**Task details**
Extract each of the entries below and reproduce every line word for word, with no changes.
** Begin Source data **
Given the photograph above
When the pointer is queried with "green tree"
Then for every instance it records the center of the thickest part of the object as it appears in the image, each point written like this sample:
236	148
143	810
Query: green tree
** End Source data **
**Reply to the exercise**
Given the photograph above
When the pointer is queried with "green tree"
Then for every instance it records the center of the thickest part of the object as it appears in the image, each point written like this sample:
236	148
143	810
Query: green tree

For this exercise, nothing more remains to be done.